> LISTED ENTRIES:
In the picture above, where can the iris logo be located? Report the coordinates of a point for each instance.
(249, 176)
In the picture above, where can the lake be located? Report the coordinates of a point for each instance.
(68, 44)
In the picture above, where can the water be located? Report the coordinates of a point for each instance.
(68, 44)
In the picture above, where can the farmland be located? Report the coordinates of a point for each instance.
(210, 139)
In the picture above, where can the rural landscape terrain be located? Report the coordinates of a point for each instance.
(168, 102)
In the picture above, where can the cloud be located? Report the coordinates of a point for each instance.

> EXERCISE: Present everything from the line containing "In the picture above, where can the rural" down to the end of the material, both ends included, as a Markdown table with the columns No. and Entry, leaving out any blank lines.

> RESULT OF THIS TASK:
| No. | Entry |
|---|---|
| 1 | In the picture above, where can the rural landscape terrain be located? Report the coordinates of a point for each instance. |
| 2 | (168, 102) |
| 3 | In the picture above, where can the cloud be located? Report the coordinates of a point for each instance. |